Goal
Extract every record, keeping each one exactly as it is.

The input
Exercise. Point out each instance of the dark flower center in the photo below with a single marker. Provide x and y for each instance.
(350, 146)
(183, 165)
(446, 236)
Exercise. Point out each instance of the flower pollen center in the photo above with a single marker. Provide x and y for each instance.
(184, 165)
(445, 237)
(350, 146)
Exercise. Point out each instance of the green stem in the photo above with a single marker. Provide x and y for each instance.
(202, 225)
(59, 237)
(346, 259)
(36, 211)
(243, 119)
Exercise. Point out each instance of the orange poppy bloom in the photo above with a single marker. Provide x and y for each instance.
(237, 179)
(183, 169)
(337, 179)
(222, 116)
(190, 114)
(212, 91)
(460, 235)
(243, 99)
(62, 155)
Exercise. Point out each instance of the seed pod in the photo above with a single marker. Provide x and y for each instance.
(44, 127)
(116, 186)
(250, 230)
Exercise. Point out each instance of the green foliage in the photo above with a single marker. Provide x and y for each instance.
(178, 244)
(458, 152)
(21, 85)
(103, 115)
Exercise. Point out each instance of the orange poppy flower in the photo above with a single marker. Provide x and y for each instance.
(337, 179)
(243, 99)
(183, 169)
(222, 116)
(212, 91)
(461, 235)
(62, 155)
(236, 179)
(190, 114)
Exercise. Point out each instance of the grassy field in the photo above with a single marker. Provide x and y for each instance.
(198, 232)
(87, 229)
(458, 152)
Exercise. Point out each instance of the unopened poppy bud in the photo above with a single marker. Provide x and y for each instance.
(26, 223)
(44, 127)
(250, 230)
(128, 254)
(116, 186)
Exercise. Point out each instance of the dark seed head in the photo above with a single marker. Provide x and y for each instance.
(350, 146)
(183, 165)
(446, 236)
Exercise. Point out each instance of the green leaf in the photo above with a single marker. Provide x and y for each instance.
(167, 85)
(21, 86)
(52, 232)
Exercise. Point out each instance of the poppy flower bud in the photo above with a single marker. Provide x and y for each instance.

Complete output
Exercise. Point out each instance of the dark flower center in the photo below with a single marker. Provide x and y for each instance.
(350, 146)
(183, 165)
(446, 236)
Exercise. Point out each instance of the flower pollen center in the photo above with a single marker. Provide x and y for each instance.
(184, 165)
(445, 237)
(350, 146)
Exercise. Point out each instance of the green stem in the photo above with a single marker. Provide x and y for each instance.
(202, 225)
(59, 237)
(346, 259)
(36, 211)
(243, 119)
Exercise. Point out each instance of the orange poppy bloom in the photo above with a single marker. Provide x and y for each instance.
(237, 179)
(183, 169)
(337, 179)
(222, 116)
(190, 114)
(212, 91)
(460, 235)
(243, 99)
(62, 155)
Exercise. Point out each instance of the seed pod in the photo above with a single marker. Provide x and y for each instance.
(44, 127)
(116, 186)
(250, 230)
Exercise. Point out each instance of the green foliage in the photo above with a single marker. Provide x and y for each instance.
(178, 244)
(458, 152)
(21, 85)
(103, 115)
Exercise. Point out each instance of the orange poppy flower in the photo above with a single marker. Provide x and y for each instance.
(337, 179)
(243, 99)
(183, 169)
(222, 116)
(212, 91)
(461, 235)
(62, 155)
(236, 179)
(190, 114)
Exercise. Point out each instance of the grassy field in the photo above with a single marker. Provide x and y for each instance.
(198, 232)
(87, 229)
(458, 152)
Exercise. Point out each instance of the unopened poppy bud in the photo above with a single marker. Provide x and y for each instance.
(26, 223)
(44, 127)
(250, 230)
(128, 254)
(116, 186)
Exercise. Point out each instance of the dark seed head in the photo above with a single marker. Provide x and y for each instance.
(350, 146)
(183, 165)
(446, 236)
Exercise. Point out each instance of the green leaf in the photo above with a single marker. Provide x and y for each instance.
(167, 85)
(21, 86)
(52, 232)
Exercise. Point out each instance of the poppy flower bud in the photo above with a single marker. Provide x and y for each instance.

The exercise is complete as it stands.